[Provided text]:
<<<<
While there is a wealth of academic literature suggesting that for an optimal income portfolio, a large portion of most retiree's wealth should be invested in life annuities, Dr. Cooper dismisses these products as 'expensive'. Really - compared to what? Dr. David Babbel at Wharton has shown mathematically that 'trying to replicate a lifetime income without the risk-pooling of a life annuity will cost 25% to 40% more'. Furthermore, the fees that are built into the life annuity are a small fraction of the 1% to 2% annual fees that an investment dealer would typically charge to manage the portfolio preferred by Dr. Cooper. Indeed a more realistic criticism of life annuities might be that the fees built into the product are insufficient to provide the level of compensation many investment advisors need in order to explain the advantages of life annuities to their clients.

Dr. Cooper's list of risks in retirement has some gaping holes. Inflation risk is inadequately dealt with and she neglects to include Sequence of Return risk. To illustrate this risk, examine the impact of a retiree investing in the list of high quality dividend paying stocks that Dr. Cooper illustrates. In the first quarter of 2008, this basket of stocks would have lost about 8.7%. If, after having spent or lost 10% of the portfolio in 3 months, the retiree followed Dr. Cooper's advice and continued to withdraw up to an inflation-adjusted 5% of their initial retirement assets per year, the probability of financial ruin would be quite high. On the other hand, if the retiree chose the same basket of stocks within a hypothetical segregated fund (called variable annuities in the US and in this book) with appropriate withdrawal benefit options to protect against Sequence of Return risk, the retiree would not have lost money. Variable annuities are dismissed by Dr. Cooper as an 'ill-suited financial product' sold by 'unscrupulous wolves in sheep's clothing … targeted at retirees'.

Protecting your nest egg in retirement involves different and more complex risks than those involved in accumulating the funds needed for retirement. Retirees need to understand these risks, they need to make changes to their portfolio when they begin withdrawing money and they will not find good advice on to how to optimize their retirement income in The New Retirement.
>>>>
[Set exercise]: Retype everything in the book review from "Protecting your nest" down to "The New Retirement.". Work only from the book review above.

[Pointing and labeling records]:
<<<<
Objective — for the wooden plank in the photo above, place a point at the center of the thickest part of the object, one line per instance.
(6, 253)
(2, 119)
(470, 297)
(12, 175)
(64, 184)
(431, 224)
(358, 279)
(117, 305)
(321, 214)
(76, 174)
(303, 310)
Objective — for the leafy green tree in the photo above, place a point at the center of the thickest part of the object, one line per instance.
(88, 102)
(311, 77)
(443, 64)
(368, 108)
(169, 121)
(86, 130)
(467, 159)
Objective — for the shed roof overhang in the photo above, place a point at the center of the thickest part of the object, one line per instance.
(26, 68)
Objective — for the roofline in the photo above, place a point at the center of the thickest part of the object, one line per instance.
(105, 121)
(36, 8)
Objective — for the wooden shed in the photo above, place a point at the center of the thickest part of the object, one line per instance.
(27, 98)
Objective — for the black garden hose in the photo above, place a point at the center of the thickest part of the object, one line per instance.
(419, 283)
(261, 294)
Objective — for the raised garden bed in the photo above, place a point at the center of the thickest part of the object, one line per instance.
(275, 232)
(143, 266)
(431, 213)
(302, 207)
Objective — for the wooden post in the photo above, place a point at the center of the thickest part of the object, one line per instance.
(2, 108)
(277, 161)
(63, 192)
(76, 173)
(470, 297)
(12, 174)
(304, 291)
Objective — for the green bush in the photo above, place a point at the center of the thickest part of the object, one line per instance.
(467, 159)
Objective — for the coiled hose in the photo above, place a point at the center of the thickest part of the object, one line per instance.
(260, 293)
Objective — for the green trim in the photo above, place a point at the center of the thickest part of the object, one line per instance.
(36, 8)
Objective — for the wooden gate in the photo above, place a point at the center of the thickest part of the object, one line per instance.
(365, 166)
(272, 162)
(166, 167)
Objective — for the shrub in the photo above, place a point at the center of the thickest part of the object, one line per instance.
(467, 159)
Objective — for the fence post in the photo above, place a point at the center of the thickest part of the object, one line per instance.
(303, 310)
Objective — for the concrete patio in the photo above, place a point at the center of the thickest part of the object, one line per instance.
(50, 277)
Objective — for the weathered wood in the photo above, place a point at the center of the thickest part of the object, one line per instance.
>>>>
[Written answer]:
Protecting your nest egg in retirement involves different and more complex risks than those involved in accumulating the funds needed for retirement. Retirees need to understand these risks, they need to make changes to their portfolio when they begin withdrawing money and they will not find good advice on to how to optimize their retirement income in The New Retirement.